> DOCUMENT EXCERPT
== == ==

# Kindle fire hd



## kobowm (Jun 10, 2011)

My wife just won a kindle fire HD and I see no ROMs for it. Can I use the kindle fire ROMs on the kindle fire HD?

Sent from my Galaxy Nexus using RootzWiki


----------



## Sicklysuite (Jul 2, 2011)

kobowm said:


> My wife just won a kindle fire HD and I see no ROMs for it. Can I use the kindle fire ROMs on the kindle fire HD?
> 
> Sent from my Galaxy Nexus using RootzWiki


I'm gonna go out on a limb and say... nope. The reason I say that is because the KF and the KFHD probably don't share the same kernels...

Sent from my Galaxy Nexus using RootzWiki


----------



## swieder227 (May 5, 2012)

Not certain, but highly recommend against it. It's not the same hardware, it will probably brick your tablet.

Sent from my CM10 SGS3 via Tapatalk


----------



## colt223 (Apr 19, 2012)

There are no stable ROMS yet, but CM10 is in the works right now. Rev Kyle has CM10 running on his Fire HD, but it still needs work before I would try it, since there is no custom recovery yet to restore if your Fire HD goes nuts, it would be a brick. Definitely do NOT use regular Fire ROMS, they will not work. And no custom recovery to load or restore yet.
There is fairly easy root access already, I got my son a Fire HD for Christmas, and rooted it before I gave it to him. ES File Explorer works great for sideloading apps.

Root thread here, I did both steps and it worked great.
http://forum.xda-dev...d.php?t=2035334

CM10 thread here:
http://forum.xda-dev...d.php?t=2029826


----------

== == ==

> TASKS TO PERFORM
- a) In the Kindle Fire HD thread, why does colt223 say he would not yet try CM10 on his Fire HD? Answer in one to three sentences.
- b) Reproduce word for word the passage of the Kindle Fire HD thread starting with "## colt223 (Apr" and going on through "it worked great.".

== == ==

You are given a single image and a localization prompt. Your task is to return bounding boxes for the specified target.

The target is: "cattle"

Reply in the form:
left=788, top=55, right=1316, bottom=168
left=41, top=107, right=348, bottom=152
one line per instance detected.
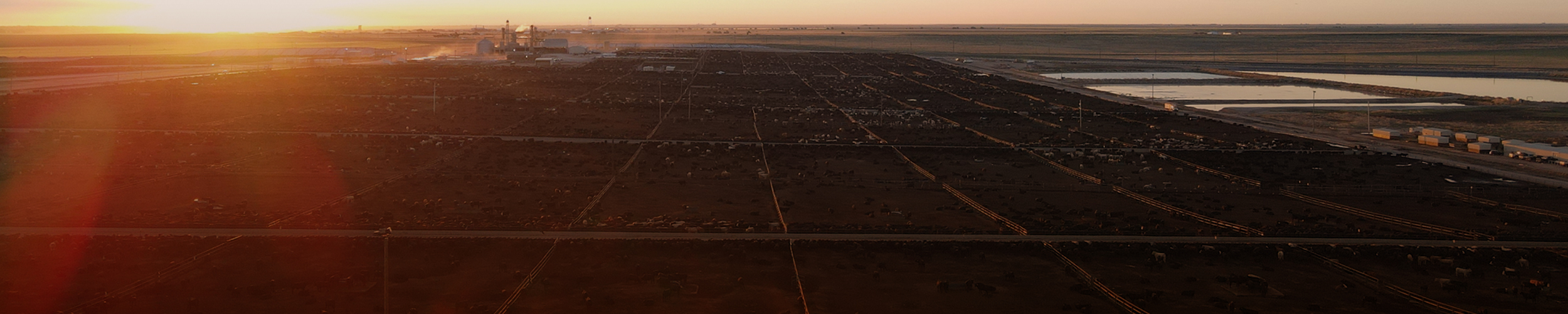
left=975, top=283, right=996, bottom=295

== == ==

> TASK SOLUTIONS
- a) colt223 says CM10 still needs work and there is no custom recovery yet. Without a recovery to restore from, a Fire HD that goes wrong would become a brick.

- b)
## colt223 (Apr 19, 2012)

There are no stable ROMS yet, but CM10 is in the works right now. Rev Kyle has CM10 running on his Fire HD, but it still needs work before I would try it, since there is no custom recovery yet to restore if your Fire HD goes nuts, it would be a brick. Definitely do NOT use regular Fire ROMS, they will not work. And no custom recovery to load or restore yet.
There is fairly easy root access already, I got my son a Fire HD for Christmas, and rooted it before I gave it to him. ES File Explorer works great for sideloading apps.

Root thread here, I did both steps and it worked great.